◆ **The problem**: Restate word for word the lines of the records below, starting at the line that contains "Target: rusty metal pipe" and ending at the line that contains "pixel 518 254.", with both of those lines included and nothing else.

◆ **Input data**:
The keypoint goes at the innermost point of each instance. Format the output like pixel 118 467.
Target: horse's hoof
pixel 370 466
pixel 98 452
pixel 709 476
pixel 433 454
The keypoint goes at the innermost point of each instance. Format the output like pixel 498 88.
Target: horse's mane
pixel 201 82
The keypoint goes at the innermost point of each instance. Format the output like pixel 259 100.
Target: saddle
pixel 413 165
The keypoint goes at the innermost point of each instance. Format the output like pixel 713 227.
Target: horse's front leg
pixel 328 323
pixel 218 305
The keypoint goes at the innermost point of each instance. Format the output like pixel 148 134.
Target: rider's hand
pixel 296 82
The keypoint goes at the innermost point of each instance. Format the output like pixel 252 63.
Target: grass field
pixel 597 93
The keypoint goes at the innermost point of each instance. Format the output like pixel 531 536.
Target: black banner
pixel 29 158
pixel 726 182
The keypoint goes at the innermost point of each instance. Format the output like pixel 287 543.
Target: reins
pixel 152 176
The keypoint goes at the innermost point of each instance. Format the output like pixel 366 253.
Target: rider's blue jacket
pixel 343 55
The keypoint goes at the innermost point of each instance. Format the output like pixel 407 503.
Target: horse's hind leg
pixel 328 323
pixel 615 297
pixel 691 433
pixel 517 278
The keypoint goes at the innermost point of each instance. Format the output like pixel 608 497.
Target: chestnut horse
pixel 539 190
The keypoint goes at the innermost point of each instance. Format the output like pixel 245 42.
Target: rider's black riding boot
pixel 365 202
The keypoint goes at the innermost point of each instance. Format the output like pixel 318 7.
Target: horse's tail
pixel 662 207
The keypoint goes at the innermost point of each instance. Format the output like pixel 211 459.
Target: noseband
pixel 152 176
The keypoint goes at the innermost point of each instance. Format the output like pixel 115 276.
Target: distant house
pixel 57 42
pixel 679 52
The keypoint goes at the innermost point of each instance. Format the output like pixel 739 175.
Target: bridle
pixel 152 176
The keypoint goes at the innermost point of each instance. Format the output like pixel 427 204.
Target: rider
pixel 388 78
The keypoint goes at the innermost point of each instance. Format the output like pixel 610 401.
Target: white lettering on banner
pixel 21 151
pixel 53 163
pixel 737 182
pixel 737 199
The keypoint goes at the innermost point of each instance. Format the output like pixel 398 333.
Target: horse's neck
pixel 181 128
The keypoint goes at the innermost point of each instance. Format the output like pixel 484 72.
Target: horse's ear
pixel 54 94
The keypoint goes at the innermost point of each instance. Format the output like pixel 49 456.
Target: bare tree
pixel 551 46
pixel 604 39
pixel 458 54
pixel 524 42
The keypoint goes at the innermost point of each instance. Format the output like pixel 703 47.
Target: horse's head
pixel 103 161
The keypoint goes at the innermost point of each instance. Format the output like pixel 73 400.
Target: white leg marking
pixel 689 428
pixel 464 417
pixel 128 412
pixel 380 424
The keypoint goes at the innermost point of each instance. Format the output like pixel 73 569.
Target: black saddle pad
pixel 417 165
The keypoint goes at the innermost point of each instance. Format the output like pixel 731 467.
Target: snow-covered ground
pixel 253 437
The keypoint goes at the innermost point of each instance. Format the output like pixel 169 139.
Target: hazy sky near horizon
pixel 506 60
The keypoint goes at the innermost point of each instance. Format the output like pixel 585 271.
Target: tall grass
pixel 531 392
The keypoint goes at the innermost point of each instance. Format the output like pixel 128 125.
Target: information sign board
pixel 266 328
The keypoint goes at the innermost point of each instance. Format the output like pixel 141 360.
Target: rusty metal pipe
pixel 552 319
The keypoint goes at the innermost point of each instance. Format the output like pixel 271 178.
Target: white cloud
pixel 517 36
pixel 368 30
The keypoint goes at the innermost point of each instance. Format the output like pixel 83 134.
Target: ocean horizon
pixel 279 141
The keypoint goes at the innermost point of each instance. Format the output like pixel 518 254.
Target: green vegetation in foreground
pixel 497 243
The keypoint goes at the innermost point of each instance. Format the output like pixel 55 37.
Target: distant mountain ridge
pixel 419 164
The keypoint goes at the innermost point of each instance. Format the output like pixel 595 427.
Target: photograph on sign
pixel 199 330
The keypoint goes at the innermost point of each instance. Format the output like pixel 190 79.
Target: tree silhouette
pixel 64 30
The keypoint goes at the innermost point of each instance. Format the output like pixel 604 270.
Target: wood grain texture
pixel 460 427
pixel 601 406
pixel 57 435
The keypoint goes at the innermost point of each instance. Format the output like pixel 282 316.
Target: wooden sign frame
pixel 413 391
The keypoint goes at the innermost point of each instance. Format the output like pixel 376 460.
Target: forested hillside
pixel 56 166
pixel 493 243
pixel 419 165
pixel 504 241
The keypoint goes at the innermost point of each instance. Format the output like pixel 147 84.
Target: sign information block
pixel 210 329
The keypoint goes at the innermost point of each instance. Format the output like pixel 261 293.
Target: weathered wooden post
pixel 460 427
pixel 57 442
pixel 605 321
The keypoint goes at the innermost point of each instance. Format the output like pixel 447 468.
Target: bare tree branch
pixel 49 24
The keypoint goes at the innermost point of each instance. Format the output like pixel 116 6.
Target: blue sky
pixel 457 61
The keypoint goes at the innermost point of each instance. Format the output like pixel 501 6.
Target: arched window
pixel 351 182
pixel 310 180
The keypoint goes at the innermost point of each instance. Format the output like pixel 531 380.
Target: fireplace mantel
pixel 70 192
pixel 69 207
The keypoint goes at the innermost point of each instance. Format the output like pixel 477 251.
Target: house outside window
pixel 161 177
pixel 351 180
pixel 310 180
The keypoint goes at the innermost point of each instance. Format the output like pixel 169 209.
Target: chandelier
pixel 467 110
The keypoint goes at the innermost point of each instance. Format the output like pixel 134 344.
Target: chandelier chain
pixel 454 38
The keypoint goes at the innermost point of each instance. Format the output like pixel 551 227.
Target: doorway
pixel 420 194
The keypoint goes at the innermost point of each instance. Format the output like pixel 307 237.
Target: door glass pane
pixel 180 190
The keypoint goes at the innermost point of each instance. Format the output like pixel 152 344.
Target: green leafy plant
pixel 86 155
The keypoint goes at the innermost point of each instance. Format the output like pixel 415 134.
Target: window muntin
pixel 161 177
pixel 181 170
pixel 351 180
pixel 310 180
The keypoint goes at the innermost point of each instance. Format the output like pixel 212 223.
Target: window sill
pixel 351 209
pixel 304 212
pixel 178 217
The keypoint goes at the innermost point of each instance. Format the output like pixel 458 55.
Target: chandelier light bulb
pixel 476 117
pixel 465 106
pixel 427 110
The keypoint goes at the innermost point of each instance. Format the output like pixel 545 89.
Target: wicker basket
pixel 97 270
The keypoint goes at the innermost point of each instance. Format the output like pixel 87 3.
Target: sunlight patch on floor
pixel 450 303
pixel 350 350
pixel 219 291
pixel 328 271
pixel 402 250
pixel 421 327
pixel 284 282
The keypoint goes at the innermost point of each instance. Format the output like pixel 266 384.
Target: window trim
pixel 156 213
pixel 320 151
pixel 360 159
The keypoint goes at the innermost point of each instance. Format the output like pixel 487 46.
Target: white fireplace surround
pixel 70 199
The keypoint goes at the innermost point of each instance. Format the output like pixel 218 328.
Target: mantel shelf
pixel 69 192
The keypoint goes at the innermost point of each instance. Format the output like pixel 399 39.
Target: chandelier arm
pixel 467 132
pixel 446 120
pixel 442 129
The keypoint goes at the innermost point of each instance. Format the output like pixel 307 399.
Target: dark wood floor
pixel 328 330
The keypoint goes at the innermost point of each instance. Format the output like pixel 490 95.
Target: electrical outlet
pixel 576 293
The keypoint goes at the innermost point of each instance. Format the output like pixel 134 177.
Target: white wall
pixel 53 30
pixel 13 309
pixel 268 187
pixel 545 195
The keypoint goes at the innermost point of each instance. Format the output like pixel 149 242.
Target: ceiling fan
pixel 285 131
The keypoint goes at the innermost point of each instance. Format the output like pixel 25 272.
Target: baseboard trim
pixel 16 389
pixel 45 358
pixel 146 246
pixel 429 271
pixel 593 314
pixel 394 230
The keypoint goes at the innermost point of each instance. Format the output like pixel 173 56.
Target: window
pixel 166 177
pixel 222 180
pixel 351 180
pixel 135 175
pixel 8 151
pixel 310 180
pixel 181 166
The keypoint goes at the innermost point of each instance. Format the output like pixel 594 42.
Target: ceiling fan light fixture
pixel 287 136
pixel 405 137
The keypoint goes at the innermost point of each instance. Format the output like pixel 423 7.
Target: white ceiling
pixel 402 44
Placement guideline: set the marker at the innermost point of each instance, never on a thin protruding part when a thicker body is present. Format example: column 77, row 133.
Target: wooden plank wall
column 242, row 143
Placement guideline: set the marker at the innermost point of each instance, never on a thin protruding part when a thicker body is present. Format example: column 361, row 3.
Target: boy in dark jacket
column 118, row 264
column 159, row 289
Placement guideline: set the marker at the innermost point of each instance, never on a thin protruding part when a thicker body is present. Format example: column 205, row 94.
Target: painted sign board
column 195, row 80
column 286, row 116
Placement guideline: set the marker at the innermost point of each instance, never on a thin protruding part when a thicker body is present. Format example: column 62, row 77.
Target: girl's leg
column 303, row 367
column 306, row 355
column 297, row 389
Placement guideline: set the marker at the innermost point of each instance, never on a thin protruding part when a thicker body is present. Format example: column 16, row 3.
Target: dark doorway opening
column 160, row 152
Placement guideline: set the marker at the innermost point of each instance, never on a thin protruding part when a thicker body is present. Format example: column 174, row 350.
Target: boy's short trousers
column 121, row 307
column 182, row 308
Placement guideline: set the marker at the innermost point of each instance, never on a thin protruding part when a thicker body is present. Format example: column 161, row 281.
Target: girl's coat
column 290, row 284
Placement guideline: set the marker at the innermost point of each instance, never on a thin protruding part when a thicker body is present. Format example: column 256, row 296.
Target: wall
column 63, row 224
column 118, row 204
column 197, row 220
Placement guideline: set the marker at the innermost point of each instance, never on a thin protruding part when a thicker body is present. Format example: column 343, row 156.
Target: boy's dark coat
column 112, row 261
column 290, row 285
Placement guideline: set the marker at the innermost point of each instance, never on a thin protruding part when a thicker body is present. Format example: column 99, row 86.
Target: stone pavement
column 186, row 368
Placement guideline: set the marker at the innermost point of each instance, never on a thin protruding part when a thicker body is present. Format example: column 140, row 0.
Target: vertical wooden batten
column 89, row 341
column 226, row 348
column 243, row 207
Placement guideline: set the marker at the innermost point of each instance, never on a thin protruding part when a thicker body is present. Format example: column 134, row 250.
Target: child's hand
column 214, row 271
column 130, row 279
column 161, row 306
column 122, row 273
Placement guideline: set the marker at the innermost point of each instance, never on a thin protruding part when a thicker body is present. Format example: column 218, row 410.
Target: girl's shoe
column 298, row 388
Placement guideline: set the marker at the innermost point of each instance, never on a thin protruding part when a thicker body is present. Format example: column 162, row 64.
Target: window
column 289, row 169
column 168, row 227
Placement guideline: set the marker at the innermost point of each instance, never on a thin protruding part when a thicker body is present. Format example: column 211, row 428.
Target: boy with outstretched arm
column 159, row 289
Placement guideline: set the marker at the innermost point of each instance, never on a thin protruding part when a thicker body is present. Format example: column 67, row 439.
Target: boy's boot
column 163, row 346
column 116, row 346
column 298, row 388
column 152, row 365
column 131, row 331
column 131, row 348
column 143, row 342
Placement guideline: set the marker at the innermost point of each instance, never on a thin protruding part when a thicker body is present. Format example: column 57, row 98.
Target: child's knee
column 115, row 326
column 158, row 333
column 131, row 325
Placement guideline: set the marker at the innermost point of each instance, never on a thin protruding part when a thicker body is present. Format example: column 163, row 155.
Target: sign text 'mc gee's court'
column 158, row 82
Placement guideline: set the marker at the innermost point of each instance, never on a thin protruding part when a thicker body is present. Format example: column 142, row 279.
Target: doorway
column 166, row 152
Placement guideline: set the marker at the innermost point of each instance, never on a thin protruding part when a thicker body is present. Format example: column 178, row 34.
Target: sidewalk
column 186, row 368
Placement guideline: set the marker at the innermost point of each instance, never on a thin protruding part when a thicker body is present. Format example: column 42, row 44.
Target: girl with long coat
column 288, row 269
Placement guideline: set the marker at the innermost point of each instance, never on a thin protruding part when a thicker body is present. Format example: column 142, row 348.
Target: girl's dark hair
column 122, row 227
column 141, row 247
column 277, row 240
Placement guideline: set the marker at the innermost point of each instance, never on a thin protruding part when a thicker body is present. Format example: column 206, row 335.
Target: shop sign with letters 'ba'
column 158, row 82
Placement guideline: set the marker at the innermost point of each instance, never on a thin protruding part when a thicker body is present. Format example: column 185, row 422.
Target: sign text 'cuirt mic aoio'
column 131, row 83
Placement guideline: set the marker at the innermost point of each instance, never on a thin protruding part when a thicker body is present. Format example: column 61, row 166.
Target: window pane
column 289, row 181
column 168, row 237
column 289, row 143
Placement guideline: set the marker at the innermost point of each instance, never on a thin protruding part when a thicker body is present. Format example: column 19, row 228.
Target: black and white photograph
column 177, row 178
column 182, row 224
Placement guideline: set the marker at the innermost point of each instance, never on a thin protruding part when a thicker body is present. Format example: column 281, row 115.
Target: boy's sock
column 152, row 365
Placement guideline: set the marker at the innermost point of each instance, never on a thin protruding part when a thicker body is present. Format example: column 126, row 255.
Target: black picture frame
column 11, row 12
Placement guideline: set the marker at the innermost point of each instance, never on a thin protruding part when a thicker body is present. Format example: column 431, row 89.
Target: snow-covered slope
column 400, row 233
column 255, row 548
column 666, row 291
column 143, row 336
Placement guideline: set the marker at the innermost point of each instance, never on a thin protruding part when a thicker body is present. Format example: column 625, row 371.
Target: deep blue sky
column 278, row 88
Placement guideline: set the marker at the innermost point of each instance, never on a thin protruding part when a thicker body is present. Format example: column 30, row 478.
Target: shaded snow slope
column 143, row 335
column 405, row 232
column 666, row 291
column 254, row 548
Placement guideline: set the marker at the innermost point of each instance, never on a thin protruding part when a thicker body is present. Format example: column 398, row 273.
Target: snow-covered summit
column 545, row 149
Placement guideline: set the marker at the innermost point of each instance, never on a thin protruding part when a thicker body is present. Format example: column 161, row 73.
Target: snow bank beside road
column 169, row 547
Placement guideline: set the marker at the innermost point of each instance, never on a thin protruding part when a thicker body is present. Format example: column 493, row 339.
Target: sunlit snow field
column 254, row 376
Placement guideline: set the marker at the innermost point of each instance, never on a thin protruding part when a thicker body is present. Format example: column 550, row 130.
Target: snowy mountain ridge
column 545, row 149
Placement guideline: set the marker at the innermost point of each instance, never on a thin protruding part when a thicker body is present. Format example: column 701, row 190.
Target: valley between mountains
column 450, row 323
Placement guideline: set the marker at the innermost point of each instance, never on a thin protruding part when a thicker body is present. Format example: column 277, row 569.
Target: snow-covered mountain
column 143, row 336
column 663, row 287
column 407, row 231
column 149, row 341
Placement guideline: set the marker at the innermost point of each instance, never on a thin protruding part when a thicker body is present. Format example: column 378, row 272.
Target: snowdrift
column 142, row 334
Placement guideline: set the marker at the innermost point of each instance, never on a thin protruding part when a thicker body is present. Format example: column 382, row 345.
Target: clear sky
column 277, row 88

◆ **Result for this exercise**:
Target: rusty metal pipe
pixel 552 319
The keypoint goes at the innermost point of each instance. Format the output like pixel 271 178.
Target: white cloud
pixel 517 36
pixel 368 30
The keypoint goes at the innermost point of each instance. Format the output like pixel 83 134.
Target: ocean horizon
pixel 279 141
The keypoint goes at the innermost point of each instance. Format the output like pixel 518 254.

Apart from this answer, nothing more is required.